Task to carry out: From the discussion of the compiler crash, repeat word for word the stretch that starts at "Clang does not" and ends after "these are unrelated.".

Nice, thank you for updating this!

jan-wassenberg · 2025-09-19T12:31:52Z

Re-importing so we can see what went wrong with internal CI..

jan-wassenberg · 2025-09-19T12:58:58Z

Looks like a compiler crash, sigh. I raised an LLVM issue, linked above.

vekterli · 2025-09-22T15:42:28Z

Changing

V sum1 = Zero(df32);
V sum0 = ReorderWidenMulAccumulate(df32, a, b, Zero(df32), sum1);
return ReduceSum(df32, Add(sum0, sum1));

to

const auto ab_lo = Mul(PromoteLowerTo(df32, a), PromoteLowerTo(df32, b));
const auto ab_hi = Mul(PromoteUpperTo(df32, a), PromoteUpperTo(df32, b));
return ReduceSum(df32, Add(ab_lo, ab_hi));

seems to avoid triggering the Clang crash (Godbolt), and should be semantically identical. Performance-wise it also looks very similar to me (after re-running the short input BF16xBF16 benchmarks from the original comment).

If this sounds good (please let me know if there are preferred alternate approaches), I can update this branch with these changes.

jan-wassenberg · 2025-09-22T16:37:15Z

I agree that's semantically equivalent, and could be a viable workaround, but this should really be a two-instruction sequence : BFDOT+ADDV. Perhaps we can put your workaround inside an #if HWY_TARGET_IS_SVE && (!HWY_COMPILER_CLANG || HWY_COMPILER_CLANG >= 2300)?

vekterli · 2025-09-22T18:22:48Z

Hmm it looks like this crashes under NEON_BF16 as well (https://godbolt.org/z/YxsnhP49q - armv8.2-a+aes+fp16+bf16+dotprod).

The slight irony of the situation is that this is all due to GCC BF16 scalar codegen, so the scalar fallback code under Clang is probably perfectly fine as it is... 🙂

jan-wassenberg · 2025-09-23T08:13:07Z

;) This is BTW the third compiler issue we are seeing within a week. It seems LLVM's testing coverage is not yet there.

I'd be fine to land your current change (with ReorderWidenMulAccumulate) #if HWY_COMPILER_GCC_ACTUAL, and otherwise the prior scalar fallback, with a TODO comment mentioning this PR.

Clang does not need the `LoadN` fallback and can happily use the scalar code. Coincidentally, this also avoids triggering a Clang crash when `ReorderWidenMulAccumulate` is used alongside capped vectors.

vekterli · 2025-09-26T12:35:27Z

I'd be fine to land your current change (with ReorderWidenMulAccumulate) #if HWY_COMPILER_GCC_ACTUAL, and otherwise the prior scalar fallback, with a TODO comment mentioning this PR.

Changes have been made.

Looks like some build failures are happening in the realm of hwy/contrib/thread_pool, I presume these are unrelated.

FWIW we created an upstream bug report to GCC a few weeks ago about this issue (https://gcc.gnu.org/bugzilla/show_bug.cgi?id=121853).

Data entries:

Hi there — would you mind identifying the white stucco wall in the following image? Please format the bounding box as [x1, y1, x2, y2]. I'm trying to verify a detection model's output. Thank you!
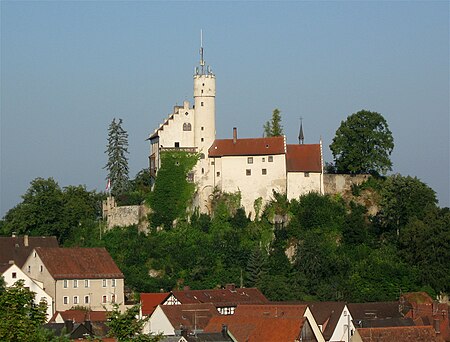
[214, 154, 286, 215]
[144, 305, 175, 335]
[287, 172, 323, 200]
[2, 265, 53, 322]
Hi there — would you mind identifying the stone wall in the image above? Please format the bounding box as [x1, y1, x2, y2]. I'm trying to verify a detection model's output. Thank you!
[323, 173, 370, 195]
[103, 197, 150, 232]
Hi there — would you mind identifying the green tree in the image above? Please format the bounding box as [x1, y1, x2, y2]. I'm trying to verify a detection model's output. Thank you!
[0, 280, 47, 342]
[104, 118, 128, 196]
[107, 304, 162, 342]
[264, 108, 283, 137]
[330, 110, 394, 174]
[378, 174, 437, 235]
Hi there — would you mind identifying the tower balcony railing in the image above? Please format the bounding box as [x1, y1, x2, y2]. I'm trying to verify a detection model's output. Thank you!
[160, 147, 197, 153]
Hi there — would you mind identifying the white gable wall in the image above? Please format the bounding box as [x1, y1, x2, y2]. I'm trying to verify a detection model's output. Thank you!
[330, 305, 355, 342]
[144, 305, 175, 336]
[214, 154, 286, 215]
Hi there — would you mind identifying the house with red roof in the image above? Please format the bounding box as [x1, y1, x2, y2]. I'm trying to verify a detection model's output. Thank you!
[163, 284, 269, 315]
[22, 247, 124, 312]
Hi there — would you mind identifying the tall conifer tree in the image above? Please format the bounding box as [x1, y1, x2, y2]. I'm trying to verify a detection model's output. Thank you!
[104, 118, 129, 195]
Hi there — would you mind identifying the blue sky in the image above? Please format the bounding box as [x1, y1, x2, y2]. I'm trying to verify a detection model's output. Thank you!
[0, 1, 450, 216]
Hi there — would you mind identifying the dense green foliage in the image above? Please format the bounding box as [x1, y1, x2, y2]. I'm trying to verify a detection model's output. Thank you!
[104, 118, 129, 196]
[264, 108, 283, 137]
[327, 110, 394, 174]
[2, 178, 103, 243]
[0, 280, 48, 342]
[148, 151, 198, 229]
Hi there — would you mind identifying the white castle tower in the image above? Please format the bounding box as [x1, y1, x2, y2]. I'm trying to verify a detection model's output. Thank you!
[148, 34, 216, 212]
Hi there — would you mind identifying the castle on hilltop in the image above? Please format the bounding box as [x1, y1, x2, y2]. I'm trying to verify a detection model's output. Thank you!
[148, 42, 324, 219]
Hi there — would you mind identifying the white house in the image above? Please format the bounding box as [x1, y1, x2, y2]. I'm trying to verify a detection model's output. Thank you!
[2, 264, 53, 322]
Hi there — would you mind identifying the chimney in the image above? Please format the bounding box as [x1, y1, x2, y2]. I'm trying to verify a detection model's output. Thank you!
[225, 284, 236, 292]
[433, 318, 441, 335]
[64, 319, 73, 334]
[222, 324, 228, 337]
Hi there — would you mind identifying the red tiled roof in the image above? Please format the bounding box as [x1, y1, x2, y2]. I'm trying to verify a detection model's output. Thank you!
[159, 303, 220, 331]
[36, 247, 123, 279]
[172, 287, 268, 307]
[286, 144, 322, 172]
[141, 292, 170, 316]
[356, 326, 442, 342]
[208, 136, 285, 157]
[0, 236, 58, 268]
[234, 303, 308, 318]
[53, 310, 108, 323]
[205, 315, 306, 342]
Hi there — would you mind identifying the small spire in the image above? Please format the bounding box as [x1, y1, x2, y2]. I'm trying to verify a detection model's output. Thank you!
[298, 118, 305, 145]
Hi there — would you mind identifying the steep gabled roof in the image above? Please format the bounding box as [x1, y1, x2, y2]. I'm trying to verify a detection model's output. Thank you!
[205, 315, 307, 342]
[36, 247, 123, 279]
[172, 287, 268, 307]
[159, 303, 220, 331]
[50, 310, 108, 323]
[356, 326, 442, 342]
[0, 236, 58, 268]
[286, 144, 322, 172]
[141, 292, 170, 316]
[208, 136, 286, 157]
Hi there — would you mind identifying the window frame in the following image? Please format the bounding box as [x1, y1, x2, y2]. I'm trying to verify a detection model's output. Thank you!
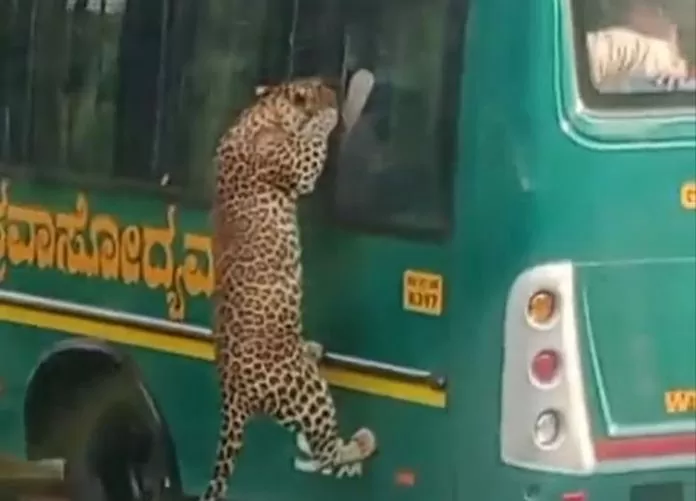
[0, 0, 470, 231]
[326, 0, 471, 243]
[565, 0, 696, 113]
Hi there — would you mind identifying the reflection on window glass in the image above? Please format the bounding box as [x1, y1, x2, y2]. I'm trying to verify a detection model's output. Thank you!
[0, 0, 269, 193]
[574, 0, 696, 94]
[0, 0, 466, 230]
[336, 0, 464, 231]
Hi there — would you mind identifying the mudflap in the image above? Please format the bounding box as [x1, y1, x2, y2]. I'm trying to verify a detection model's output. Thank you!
[0, 455, 70, 501]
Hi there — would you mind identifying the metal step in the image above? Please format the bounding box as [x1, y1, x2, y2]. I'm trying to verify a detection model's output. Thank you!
[0, 454, 69, 501]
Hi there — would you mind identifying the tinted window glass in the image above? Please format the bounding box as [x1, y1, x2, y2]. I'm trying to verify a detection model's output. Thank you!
[336, 0, 465, 232]
[574, 0, 696, 106]
[0, 0, 465, 232]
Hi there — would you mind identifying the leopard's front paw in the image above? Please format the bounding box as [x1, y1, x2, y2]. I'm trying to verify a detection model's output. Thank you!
[304, 341, 324, 362]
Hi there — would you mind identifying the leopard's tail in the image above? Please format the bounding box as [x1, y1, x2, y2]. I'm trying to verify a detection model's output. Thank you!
[199, 385, 250, 501]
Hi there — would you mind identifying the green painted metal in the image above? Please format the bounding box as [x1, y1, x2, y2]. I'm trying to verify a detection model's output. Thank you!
[0, 0, 696, 501]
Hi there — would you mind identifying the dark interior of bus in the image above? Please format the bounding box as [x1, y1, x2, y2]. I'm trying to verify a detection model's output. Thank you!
[0, 0, 466, 232]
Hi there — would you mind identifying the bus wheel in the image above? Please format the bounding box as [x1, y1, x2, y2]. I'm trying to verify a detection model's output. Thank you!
[45, 375, 181, 501]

The result:
Clang does not need the `LoadN` fallback and can happily use the scalar code. Coincidentally, this also avoids triggering a Clang crash when `ReorderWidenMulAccumulate` is used alongside capped vectors.

vekterli · 2025-09-26T12:35:27Z

I'd be fine to land your current change (with ReorderWidenMulAccumulate) #if HWY_COMPILER_GCC_ACTUAL, and otherwise the prior scalar fallback, with a TODO comment mentioning this PR.

Changes have been made.

Looks like some build failures are happening in the realm of hwy/contrib/thread_pool, I presume these are unrelated.